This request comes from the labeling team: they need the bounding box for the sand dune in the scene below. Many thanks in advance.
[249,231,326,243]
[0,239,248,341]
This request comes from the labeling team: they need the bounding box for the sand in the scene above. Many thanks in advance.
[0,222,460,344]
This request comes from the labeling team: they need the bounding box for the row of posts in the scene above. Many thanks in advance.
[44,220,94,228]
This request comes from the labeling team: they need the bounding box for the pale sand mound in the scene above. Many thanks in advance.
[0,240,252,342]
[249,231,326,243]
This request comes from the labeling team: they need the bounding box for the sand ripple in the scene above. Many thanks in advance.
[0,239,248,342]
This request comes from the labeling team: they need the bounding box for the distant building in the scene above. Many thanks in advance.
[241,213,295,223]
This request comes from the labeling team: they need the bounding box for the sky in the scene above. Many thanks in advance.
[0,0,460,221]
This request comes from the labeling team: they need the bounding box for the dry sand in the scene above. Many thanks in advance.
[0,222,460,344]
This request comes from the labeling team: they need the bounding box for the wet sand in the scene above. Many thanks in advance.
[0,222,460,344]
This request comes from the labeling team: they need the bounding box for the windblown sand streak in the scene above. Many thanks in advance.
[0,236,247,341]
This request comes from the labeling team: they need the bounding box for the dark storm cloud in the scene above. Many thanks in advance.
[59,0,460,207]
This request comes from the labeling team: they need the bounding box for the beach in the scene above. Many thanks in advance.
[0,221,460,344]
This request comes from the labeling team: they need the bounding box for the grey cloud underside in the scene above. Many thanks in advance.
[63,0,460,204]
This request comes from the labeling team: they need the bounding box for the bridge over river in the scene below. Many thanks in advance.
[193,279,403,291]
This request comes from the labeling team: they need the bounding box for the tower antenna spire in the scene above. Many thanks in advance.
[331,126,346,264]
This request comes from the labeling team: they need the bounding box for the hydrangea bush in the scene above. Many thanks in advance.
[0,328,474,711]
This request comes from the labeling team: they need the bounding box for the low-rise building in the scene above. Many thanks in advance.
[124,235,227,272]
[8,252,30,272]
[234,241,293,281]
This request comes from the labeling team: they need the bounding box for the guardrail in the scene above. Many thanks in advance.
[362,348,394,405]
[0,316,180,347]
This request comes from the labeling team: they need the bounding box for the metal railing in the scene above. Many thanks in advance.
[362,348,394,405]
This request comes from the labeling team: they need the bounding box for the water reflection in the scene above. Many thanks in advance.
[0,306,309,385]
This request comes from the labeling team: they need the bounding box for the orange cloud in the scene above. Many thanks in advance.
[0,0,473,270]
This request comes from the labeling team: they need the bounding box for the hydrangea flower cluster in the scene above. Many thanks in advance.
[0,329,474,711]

· · · · ·

(Exercise directions): Give every record above as a two-column CSV with the header text,answer and one row per record. Put the record's text in the first column and its answer in the second, each in one quoted field with line breaks turned into spaces.

(Exercise result):
text,answer
"This request comes from the labeling team: they need the bounding box for the sand dune in the scene below. Many thanks in advance.","[249,231,326,243] [0,239,248,341]"
"This request comes from the labeling team: they need the bounding box for the sand in the scene above. Many thanks in advance.","[0,222,460,344]"
"This request comes from the labeling team: they need the bounding box for the row of posts in the scene above. Many thanks in advance.","[44,220,94,228]"
"This request comes from the labeling team: they need the bounding box for the pale sand mound in the scene above. Many thanks in advance.","[0,240,252,342] [249,231,326,243]"
"This request comes from the labeling team: they need the bounding box for the sand ripple in the scene above. Many thanks in advance.","[0,239,248,342]"
"This request comes from the labeling team: they need the bounding box for the distant building in the scene above. Many thanks in advance.","[241,213,295,223]"
"This request comes from the labeling team: they need the bounding box for the sky in the scene above. Many thanks in advance.","[0,0,460,221]"
"This request comes from the labeling team: they need the bounding box for the dry sand in the scene above. Many thanks in advance.","[0,222,460,344]"
"This request comes from the labeling team: they need the bounding box for the wet sand in the scene above. Many thanks in advance.","[0,222,460,344]"
"This request comes from the labeling team: they need the bounding box for the windblown sand streak in the scene above. Many thanks in advance.","[0,236,247,341]"
"This request comes from the labeling team: they need the bounding box for the dark storm cloud in the scene above. Many thanks in advance.","[59,0,460,207]"
"This request comes from the labeling team: they need the bounding box for the beach in the scene above. Many thanks in advance.","[0,221,460,344]"
"This request comes from the labeling team: they need the bounding box for the grey cloud underside in the scene above. Many thanks in advance.","[63,0,460,204]"
"This request comes from the labeling team: they need the bounding box for the bridge over river in the scene below. Many thanks in advance.","[193,279,403,291]"
"This request comes from the labeling team: they need the bounding box for the tower antenna spire in the scene above. Many thanks in advance.","[331,126,346,264]"
"This request comes from the labeling team: they need the bounding box for the hydrangea bush in the scene above. Many thanks in advance.","[0,328,474,711]"
"This request comes from the labeling team: they need the bounding box for the low-rise building in the scene above. Many thanks in advance.","[124,235,227,272] [8,252,30,272] [234,241,293,281]"
"This request comes from the labeling team: they need the bounding box for the guardrail in the scene above. Many thanks in advance.","[362,348,394,405] [0,316,180,347]"
"This request comes from the labeling team: they need the bounding box for the metal railing in the scene above. Many thanks in advance.","[362,348,394,405]"
"This request comes from the labeling team: they need the bounding box for the water reflection in the scene above. Many thanks in advance.","[0,306,309,385]"
"This request comes from the labeling team: they need the bounding box for the orange cloud in the scene above. Many thanks in advance.","[0,0,473,270]"
"This request comes from the labeling team: they need the bounding box for the hydrangea flower cluster in the scene above. Many thanks in advance.","[0,329,474,711]"